# Men & Women and their "prime"



## invisibleme (Aug 14, 2011)

Ladies and gents, when would you say you are "in your prime"? What age range. I am 30 and I feel like I'm in my prime. I enjoy sex and want to do it all the time. But my husband is the complete opposite and he's the same age. Is a mans prime age different from a womans?
_Posted via Mobile Device_


----------



## EleGirl (Dec 3, 2011)

Yes the sexual prime for men and women are different.

For men in in their late teens. For women it's ages 30-45 (roughly). Then some women taper off after 45. Some do not.

I read something about this that for men, they tend to settle into a 3 times a week pattern for life after their teens/early 20's.


----------



## invisibleme (Aug 14, 2011)

EleGirl said:


> Yes the sexual prime for men and women are different.
> 
> For men in in their late teens. For women it's ages 30-45 (roughly). Then some women taper off after 45. Some do not.
> 
> I read something about this that for men, they tend to settle into a 3 times a week pattern for life after their teens/early 20's.


Oh wow. We're way off then... I would gladly settle for 3 times a week. Im lucky if I can get it 3 times a month from my husband. I feel so neglected its awful!
_Posted via Mobile Device_


----------



## EleGirl (Dec 3, 2011)

invisibleme said:


> Oh wow. We're way off then... I would gladly settle for 3 times a week. Im lucky if I can get it 3 times a month from my husband. I feel so neglected its awful!
> _Posted via Mobile Device_


How long have the two of you been married?

What has your sex life been like from that start to now? Has it decreased? If so when did that happen?


----------



## invisibleme (Aug 14, 2011)

We've been together for 3 years but married for 1 year. Sex was great in the beginning. Sometimes we'd do it 3 times a day. Two babies later it's decreased down to 3 times a month. :-(
It's really taking a toll on me and my insecurities. I don't even feel like a woman anymore.
_Posted via Mobile Device_


----------



## EleGirl (Dec 3, 2011)

Has he given you any indication of why he's not interested in sex?

---+---

Work instruction 1: In the thread about sexual prime, why does invisibleme answer EleGirl's first reply with "We're way off then"?
Work instruction 2: List every question EleGirl asks invisibleme in the thread about sexual prime.
Work instruction 3: Continue the thread about sexual prime from where it stops.
Nothing in the material is needed here.

Data shown:
---+---

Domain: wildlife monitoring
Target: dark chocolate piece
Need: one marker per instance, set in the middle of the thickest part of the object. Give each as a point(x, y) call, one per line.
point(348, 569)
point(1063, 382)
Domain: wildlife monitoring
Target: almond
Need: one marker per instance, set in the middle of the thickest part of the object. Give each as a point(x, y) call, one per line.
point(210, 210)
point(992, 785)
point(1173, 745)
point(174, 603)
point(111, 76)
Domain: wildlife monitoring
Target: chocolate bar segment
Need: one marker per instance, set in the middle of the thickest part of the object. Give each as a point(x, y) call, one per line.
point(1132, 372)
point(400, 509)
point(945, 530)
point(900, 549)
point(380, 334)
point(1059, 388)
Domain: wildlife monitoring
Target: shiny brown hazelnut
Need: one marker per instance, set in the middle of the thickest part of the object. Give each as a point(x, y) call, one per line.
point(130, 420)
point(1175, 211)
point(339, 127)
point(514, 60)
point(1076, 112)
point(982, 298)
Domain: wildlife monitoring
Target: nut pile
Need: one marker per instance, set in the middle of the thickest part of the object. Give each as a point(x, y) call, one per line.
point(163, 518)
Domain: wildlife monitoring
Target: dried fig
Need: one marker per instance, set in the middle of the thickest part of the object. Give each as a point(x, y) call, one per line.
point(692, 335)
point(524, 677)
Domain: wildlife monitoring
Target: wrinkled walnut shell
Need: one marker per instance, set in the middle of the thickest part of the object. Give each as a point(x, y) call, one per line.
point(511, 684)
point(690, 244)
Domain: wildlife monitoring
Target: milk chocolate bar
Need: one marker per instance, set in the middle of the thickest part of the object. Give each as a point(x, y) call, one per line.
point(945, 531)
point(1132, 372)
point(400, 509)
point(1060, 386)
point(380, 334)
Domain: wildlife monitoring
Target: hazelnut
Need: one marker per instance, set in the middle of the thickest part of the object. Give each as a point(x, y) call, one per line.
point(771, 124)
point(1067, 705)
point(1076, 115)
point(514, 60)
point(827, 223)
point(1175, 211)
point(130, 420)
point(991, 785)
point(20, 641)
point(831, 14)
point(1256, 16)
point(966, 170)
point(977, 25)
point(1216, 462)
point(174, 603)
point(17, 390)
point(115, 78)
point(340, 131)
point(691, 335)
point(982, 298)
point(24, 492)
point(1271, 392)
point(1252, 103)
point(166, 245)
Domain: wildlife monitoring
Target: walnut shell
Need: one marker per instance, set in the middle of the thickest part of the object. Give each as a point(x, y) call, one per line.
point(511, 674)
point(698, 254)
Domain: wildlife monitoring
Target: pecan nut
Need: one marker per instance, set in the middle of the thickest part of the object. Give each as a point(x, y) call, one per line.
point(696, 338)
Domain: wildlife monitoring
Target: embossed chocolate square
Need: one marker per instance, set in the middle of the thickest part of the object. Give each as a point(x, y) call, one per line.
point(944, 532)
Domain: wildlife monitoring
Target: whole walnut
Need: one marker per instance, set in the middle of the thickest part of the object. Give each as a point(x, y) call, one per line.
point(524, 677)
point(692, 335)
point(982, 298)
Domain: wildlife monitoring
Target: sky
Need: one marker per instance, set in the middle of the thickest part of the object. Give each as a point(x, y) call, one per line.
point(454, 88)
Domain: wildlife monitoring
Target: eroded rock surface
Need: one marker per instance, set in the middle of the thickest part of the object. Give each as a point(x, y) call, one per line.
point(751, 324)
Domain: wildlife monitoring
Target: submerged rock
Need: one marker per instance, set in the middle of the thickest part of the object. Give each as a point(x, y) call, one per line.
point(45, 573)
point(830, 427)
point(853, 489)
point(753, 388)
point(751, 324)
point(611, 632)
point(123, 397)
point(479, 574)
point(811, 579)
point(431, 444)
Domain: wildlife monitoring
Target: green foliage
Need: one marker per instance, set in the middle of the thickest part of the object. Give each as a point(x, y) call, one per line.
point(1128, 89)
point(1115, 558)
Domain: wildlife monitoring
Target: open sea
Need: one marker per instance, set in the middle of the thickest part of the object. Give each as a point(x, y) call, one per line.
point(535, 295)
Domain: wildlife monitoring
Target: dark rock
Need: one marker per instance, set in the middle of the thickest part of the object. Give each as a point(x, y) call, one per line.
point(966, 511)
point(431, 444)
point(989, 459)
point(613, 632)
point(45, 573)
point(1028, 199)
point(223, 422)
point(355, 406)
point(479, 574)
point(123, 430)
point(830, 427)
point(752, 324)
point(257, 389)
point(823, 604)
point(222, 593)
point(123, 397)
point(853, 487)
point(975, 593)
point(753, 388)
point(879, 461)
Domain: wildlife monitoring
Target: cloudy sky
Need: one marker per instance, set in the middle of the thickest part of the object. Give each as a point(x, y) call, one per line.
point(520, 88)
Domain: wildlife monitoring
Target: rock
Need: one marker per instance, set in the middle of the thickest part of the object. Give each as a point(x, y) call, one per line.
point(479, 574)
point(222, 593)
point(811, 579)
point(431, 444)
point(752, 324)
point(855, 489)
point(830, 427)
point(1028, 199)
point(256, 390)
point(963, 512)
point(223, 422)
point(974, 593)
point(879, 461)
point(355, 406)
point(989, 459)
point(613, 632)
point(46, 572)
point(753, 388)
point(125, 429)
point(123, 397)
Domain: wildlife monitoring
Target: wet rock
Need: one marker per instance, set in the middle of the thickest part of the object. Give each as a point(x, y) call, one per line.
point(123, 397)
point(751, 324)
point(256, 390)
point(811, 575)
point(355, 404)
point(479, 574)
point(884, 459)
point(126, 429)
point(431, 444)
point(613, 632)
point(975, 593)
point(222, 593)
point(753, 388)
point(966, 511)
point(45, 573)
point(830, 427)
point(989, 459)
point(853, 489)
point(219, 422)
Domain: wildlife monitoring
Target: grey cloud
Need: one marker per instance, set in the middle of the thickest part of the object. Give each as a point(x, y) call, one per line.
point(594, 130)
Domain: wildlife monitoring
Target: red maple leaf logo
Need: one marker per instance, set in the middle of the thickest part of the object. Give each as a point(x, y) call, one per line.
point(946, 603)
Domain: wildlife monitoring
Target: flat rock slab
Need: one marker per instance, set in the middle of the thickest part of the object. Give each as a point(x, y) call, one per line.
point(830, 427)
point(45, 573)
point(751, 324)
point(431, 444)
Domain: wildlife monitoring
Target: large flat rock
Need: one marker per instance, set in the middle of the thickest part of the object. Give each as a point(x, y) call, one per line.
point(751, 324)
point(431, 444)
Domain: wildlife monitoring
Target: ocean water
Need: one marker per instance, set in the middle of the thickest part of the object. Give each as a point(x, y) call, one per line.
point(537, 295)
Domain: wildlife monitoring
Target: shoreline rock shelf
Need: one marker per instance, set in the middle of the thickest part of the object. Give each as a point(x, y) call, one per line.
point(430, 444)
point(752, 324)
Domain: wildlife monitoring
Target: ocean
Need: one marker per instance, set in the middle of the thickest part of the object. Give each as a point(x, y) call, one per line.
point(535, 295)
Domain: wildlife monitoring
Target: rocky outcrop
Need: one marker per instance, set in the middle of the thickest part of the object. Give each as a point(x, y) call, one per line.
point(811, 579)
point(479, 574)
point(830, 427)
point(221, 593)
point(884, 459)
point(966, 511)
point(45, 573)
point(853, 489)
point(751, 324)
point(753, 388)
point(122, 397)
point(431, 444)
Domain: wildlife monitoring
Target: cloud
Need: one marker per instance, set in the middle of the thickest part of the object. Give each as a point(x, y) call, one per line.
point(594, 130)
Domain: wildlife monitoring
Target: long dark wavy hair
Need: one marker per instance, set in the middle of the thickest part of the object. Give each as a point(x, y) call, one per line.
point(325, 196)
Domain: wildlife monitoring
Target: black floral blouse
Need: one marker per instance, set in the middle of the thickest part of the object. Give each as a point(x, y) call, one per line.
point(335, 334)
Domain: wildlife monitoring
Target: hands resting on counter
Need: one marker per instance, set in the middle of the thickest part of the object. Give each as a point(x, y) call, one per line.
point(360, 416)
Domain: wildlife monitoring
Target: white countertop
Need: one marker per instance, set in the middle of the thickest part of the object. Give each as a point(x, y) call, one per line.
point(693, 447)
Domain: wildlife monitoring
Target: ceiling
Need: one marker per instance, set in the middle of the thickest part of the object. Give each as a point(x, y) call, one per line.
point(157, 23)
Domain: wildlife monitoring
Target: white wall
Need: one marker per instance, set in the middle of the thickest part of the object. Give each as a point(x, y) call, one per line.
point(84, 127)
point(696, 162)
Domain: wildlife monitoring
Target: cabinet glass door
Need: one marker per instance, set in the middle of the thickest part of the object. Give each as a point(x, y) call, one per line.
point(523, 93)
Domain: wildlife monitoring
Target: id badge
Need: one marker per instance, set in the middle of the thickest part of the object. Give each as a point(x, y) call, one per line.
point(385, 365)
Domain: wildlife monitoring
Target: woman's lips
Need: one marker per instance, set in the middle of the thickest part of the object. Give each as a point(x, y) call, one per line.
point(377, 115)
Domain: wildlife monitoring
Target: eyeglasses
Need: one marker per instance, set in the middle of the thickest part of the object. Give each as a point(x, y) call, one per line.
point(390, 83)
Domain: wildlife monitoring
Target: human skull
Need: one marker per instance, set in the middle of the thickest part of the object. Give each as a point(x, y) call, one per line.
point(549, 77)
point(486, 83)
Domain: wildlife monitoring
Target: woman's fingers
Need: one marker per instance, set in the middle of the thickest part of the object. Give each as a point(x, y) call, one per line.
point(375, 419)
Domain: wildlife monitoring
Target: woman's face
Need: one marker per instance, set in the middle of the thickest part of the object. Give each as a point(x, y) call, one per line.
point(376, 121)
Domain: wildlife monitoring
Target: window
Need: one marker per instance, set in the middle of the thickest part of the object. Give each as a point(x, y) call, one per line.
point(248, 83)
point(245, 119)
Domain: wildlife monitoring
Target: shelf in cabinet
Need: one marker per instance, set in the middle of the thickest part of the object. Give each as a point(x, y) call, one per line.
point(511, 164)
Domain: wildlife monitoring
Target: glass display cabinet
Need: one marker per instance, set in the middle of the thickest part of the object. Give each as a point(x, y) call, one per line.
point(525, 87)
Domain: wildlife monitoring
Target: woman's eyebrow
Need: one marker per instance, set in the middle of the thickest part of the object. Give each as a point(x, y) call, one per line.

---+---

Answer section 1: EleGirl said men tend to settle into a pattern of about three times a week after their teens or early 20s. invisibleme would gladly take three times a week, but she is lucky to get it three times a month from her husband.

Answer section 2:
- How long have the two of you been married?
- What has your sex life been like from that start to now?
- Has it decreased?
- If so when did that happen?
- Has he given you any indication of why he's not interested in sex?

Answer section 3:
----------



## MWD (Jul 16, 2012)

Define 'Prime'. My SO and I are in our prime when we are 'connected' and our relationship is good. We are in our prime when we are communicating and not holding on to resentments. 

-MWD


----------



## MWD (Jul 16, 2012)

Also, do not make attempts to guess what is going on in his mind. Just as men should not attempt to guess what is going on in her mind. It is an exercise in futility and will only lead to frustration. 

Talk to him. 

-MWD


----------



## WorkingOnMe (Mar 17, 2012)

If you measure 'prime' by the number of possible or desired encounters per day I would say my prime was about age 17. If its measured by the quality, well I think I'm a much much better lover today than at age 17. I've learned a thing or two over the last 25 years.


----------



## moco82 (Jul 16, 2012)

Agree 100% with the previous post. Nature plays a cruel joke on men by plotting physical ability and opportunity (knowledge, wisdom, income, taste in things, etc. to become attractive to the opposite sex) on such different vectors.


----------



## Anomnom (Jun 25, 2012)

I'm 34 and feel like I'm peaking now! If only I had someone to take it out on since hubby has no interest 



invisibleme said:


> Im lucky if I can get it 3 times a month from my husband. I feel so neglected its awful!
> _Posted via Mobile Device_


Hmm try 3 times a year which is my average two years running


----------



## DDC (Jul 16, 2012)

Anomnom said:


> I'm 34 and feel like I'm peaking now! If only I had someone to take it out on since hubby has no interest


*Stoically volunteers*


----------



## Anomnom (Jun 25, 2012)

DDC said:


> *Stoically volunteers*


lol! I'm probably a little far away!


----------



## cjpa (Jul 17, 2012)

Yes, it's true, that's why women become "cougars" lol--our men are through and we are at our peak! It SUCKS.
_Posted via Mobile Device_


----------



## Son of Kong (Jul 12, 2012)

I think I'm in my prime right now, little past 40 why? Well even though "it" is not always as hard as an 18 yr old I pay much more attention to the pleasure that I am giving and receiving. At 18 it is all about having sex, at my age it's all about the sex I'm having.


----------



## thunderstruck (May 9, 2012)

No, ladies, not all men. I'm 45, and I still have nearly the same drive as when I was a teen. My W claims to have low/no drive, but she usually agrees a few times a week. If she was willing, I'd probably be all over her most nights.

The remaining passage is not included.